作业要求 -
接着写下面这篇比较机动车辆注册处与麦当劳快餐店的短文，从它的最后一句之后写起。

上午8点45分开始办公的时候,常常有多达25人的队伍排在马萨诸塞州沃特敦市的机动车辆注册处的门前。到了中午,尤其是临近月底之际,人们围着办公室排起的队伍则更长。注册处内,驾车人在标识不清的窗前慢慢地随着队伍往前挪动着脚步,等待办理驾驶执照或汽车注册手续。当终于排到队首时,办事员常常会告诉你排错了队,他们会说:“到那边取申请表,然后再到这儿来。”或者会说:“这儿只办理新执照,如果是驾照丢了,需要补办,去隔壁窗口。”驾车人不耐烦地抱怨着,办事人员有时举止无礼,说话不文明,甚至出言不逊。看上去简单的事情可能要用45分钟甚至更长时间才能办完。等到大家为办理驾照而拍照时,通常已满面怒容了。摄影师努力尝试让他们笑一笑,但很少获得成功。
就在不远处的麦当劳快餐店里,人们也排着队。里面有几列队,每一列都不长,而且队伍移动得很快。菜单清清楚楚地印在引人注目的标牌上。柜台里的服务员自始至终彬彬有礼。如果某位顾客要的东西不能马上备齐,服务员会请他在一边稍等片刻,食物备齐后就会被请回队首来取。这里气氛友好而亲切,餐厅窗明几净,一尘不染。
很多人已经注意到办理驾驶执照与订一份巨无霸汉堡包之间的区别。大多数人都会说官僚机构与商业机构是两码事嘛!“官僚机构”之所以如此是因为管理这些机构的人都是不称职的“官僚”,而且这些机构处处受到“规章制度”和“官样文章”的束缚。

所给资料 -
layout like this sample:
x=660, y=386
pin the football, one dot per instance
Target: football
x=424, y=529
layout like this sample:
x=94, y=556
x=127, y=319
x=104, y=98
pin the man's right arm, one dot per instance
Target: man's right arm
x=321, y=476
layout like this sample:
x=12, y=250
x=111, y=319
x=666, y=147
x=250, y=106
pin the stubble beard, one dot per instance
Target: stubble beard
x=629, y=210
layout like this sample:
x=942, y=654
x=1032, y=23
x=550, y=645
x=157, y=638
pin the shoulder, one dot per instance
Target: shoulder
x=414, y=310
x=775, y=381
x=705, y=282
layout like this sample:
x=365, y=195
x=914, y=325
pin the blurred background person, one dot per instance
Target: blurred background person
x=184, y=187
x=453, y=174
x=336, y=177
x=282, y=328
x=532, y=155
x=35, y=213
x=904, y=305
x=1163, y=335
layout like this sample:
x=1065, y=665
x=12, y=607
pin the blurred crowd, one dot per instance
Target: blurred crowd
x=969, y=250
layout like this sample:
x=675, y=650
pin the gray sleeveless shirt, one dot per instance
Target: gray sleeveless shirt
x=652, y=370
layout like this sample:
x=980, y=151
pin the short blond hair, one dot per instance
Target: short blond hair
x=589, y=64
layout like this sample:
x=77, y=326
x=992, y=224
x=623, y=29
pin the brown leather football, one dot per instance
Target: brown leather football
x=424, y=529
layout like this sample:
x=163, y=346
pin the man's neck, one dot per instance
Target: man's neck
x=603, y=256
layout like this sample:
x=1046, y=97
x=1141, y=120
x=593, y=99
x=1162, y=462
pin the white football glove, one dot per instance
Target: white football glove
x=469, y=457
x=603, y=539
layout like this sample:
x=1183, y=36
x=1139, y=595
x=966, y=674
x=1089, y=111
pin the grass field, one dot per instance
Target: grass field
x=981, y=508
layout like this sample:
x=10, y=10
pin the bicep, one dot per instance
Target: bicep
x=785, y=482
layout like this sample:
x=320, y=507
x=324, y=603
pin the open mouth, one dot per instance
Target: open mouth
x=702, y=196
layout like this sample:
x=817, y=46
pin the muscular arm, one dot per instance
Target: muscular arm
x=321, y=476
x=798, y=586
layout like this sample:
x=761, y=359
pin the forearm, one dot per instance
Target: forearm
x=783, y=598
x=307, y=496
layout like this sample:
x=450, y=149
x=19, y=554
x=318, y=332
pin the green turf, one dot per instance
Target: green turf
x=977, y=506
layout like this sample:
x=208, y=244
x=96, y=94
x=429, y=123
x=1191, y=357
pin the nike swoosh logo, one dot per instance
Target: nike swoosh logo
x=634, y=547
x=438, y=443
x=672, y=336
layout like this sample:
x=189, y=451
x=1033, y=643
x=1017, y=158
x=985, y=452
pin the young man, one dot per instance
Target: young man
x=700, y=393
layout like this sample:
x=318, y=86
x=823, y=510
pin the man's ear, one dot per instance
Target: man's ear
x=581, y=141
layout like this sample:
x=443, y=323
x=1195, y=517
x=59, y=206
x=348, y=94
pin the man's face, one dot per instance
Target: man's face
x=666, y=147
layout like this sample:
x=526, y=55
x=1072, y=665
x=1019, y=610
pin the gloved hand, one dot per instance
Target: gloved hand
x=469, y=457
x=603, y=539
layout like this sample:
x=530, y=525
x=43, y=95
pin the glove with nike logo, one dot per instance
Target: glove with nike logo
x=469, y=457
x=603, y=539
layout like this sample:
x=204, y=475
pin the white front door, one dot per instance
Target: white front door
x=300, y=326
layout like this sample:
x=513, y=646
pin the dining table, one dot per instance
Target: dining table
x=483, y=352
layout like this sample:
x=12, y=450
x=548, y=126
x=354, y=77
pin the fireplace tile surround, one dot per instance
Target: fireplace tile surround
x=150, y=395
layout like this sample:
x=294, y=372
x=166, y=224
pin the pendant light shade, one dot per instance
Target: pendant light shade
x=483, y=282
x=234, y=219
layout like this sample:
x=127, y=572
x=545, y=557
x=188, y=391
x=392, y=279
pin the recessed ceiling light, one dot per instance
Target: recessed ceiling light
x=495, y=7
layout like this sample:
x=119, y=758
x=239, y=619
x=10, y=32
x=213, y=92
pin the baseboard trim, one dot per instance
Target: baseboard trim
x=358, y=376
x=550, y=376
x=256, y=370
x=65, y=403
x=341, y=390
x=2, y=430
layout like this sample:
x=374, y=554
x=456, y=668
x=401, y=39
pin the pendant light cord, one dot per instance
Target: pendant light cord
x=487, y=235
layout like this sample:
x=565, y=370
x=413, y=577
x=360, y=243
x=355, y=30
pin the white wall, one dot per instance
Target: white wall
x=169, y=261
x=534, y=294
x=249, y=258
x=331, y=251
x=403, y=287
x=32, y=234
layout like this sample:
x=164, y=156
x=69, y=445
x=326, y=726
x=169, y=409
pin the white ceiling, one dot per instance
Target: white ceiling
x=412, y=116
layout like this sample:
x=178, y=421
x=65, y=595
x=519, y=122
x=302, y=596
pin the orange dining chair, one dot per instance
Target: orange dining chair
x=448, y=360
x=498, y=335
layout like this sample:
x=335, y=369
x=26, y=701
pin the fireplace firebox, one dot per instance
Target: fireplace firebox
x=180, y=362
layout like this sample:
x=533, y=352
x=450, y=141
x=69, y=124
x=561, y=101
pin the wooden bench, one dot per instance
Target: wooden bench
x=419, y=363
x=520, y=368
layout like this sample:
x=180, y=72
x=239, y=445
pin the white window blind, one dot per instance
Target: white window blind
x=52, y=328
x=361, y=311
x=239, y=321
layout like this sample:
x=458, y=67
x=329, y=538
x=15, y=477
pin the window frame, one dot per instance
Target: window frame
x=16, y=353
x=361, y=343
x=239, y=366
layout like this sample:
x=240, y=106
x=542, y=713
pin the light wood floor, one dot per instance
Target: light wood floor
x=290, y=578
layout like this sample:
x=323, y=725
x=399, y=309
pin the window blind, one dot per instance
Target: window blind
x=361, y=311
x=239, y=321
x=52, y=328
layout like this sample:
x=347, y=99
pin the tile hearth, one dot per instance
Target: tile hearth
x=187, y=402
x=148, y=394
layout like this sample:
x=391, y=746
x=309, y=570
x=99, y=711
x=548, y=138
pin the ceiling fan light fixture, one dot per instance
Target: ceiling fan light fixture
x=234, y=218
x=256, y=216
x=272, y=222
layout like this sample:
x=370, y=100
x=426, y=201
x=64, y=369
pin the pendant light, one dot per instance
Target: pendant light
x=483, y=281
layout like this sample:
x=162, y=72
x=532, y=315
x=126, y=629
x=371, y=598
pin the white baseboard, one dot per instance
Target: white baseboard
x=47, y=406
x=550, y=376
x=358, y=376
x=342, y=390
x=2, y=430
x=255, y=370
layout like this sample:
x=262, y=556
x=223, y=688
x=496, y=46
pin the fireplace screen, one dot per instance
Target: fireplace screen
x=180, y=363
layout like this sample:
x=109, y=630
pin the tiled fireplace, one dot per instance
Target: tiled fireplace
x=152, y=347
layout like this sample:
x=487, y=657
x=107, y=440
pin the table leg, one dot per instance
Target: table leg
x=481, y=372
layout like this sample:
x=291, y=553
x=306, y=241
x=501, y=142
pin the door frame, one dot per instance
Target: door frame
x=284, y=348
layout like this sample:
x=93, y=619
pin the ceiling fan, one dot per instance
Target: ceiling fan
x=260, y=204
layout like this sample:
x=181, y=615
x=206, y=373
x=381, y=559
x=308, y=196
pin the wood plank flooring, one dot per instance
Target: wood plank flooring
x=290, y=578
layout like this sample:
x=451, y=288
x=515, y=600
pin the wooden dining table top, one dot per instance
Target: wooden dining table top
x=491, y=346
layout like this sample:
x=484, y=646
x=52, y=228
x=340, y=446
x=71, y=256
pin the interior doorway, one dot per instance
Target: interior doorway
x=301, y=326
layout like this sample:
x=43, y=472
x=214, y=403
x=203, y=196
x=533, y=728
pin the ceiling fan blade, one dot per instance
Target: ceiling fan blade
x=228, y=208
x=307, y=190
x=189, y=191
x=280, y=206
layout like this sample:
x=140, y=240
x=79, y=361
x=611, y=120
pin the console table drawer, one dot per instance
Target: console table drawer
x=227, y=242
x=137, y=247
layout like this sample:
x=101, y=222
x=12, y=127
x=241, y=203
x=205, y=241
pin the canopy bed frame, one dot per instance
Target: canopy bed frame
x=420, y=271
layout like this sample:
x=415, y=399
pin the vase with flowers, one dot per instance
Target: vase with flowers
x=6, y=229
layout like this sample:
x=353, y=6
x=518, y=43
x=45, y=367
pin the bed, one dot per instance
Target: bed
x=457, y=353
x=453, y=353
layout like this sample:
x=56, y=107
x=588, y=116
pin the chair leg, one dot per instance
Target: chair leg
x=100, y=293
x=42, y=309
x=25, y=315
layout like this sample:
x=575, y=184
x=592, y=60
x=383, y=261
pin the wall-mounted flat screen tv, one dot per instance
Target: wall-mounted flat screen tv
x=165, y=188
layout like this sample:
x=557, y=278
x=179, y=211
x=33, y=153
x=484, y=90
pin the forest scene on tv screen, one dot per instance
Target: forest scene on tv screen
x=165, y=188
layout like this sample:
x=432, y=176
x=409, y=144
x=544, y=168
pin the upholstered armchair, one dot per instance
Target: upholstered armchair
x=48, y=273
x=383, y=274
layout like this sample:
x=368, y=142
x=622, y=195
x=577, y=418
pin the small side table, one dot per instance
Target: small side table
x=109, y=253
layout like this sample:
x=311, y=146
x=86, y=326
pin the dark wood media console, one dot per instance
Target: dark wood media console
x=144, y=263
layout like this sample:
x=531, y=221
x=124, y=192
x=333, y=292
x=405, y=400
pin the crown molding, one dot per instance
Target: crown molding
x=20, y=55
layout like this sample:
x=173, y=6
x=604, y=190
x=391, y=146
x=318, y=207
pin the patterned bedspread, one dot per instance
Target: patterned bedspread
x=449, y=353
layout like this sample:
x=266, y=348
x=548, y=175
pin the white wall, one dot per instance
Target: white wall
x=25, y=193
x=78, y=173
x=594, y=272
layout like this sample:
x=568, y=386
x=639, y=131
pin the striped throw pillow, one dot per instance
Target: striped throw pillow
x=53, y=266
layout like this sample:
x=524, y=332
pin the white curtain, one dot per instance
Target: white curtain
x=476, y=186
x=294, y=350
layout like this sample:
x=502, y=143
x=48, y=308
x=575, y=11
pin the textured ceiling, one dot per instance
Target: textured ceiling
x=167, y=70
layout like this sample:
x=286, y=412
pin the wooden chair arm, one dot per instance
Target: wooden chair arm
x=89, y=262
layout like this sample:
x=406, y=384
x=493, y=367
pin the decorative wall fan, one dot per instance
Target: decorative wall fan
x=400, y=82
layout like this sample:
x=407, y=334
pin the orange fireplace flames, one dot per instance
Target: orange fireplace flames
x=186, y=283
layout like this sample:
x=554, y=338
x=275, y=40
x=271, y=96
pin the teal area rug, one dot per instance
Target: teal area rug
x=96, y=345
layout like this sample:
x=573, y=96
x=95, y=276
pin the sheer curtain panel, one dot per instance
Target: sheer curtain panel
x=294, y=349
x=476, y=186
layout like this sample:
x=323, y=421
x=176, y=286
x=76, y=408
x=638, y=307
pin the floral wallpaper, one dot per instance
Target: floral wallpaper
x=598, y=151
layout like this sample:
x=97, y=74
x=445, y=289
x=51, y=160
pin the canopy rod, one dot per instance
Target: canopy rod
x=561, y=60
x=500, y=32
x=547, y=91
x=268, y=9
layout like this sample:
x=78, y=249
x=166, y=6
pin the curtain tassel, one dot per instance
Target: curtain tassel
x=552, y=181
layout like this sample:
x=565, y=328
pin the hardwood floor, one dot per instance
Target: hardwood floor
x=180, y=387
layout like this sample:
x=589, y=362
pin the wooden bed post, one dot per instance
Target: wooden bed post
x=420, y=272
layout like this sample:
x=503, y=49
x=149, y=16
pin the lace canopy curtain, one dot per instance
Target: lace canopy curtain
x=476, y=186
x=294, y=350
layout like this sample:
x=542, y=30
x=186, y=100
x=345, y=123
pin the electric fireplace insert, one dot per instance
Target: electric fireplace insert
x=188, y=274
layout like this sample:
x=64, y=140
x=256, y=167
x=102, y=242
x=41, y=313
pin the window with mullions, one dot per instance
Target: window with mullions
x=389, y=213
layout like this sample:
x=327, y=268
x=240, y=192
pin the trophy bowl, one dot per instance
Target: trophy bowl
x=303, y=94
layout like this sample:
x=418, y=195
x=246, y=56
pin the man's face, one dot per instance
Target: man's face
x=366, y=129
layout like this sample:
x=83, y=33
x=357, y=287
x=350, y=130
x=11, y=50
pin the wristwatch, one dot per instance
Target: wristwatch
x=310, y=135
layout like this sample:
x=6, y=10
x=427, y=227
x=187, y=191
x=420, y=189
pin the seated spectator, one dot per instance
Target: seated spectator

答题区 -
但是,商家也是官僚机构,麦当劳就是其中之一。实际上,它采用了一套复杂、全面的规章制度管理其工作人员的一举一动。它的工作手册有600页厚,重达4磅。在工作手册中,你可以了解到炸土豆条要9/32英寸厚,炙烤工要把汉堡的馅饼从左到右放到烤架上,6个一排,一共有6排。然后,先翻动第三排馅饼,接下来翻第四、五和六排馅饼,最后翻第一、二排馅饼。每一个小圆面包上需加多少沙司酱也有明确的规定。窗户必须每天全部擦洗。工人必须趴在地上或跪在地上随时拾起地上的垃圾。制定上述以及其他无数规定的目的,是使工作人员成为一种可以相互替换工作的“自动装置”。在一所耗资4000万美元的“汉堡包大学”里,学习特许经营的经理们就被灌输上述规定。机动车辆注册处也有很多规定,但和精确到每个细节的麦当劳相比,还是小巫见大巫。实际上,如果机动车管理局的管理人员试图将一套与管理麦当劳工作人员一样的规定强加于自己员工身上的话,这些员工就会起来造反,而这个管理人员也会丢了饭碗。
从工作人员素质或报酬的角度也很难解释这两个组织之间的差异。注册处的工作人员都是成年人,大多数起码都有高中文凭,而麦当劳的工作人员则多为青少年,许多人还是在校生。注册处的职员薪水不菲,但快餐店里的大部分工作人员只能拿到法定最低工资。在20世纪80年代中期的马萨诸塞州,由于缺少劳动力,许多麦当劳店铺开始雇用像在注册处全职工作的职员一样的成年人(尤其是家庭主妇)。这些人上班后的表现与被他们顶替的十几岁的青少年基本一样。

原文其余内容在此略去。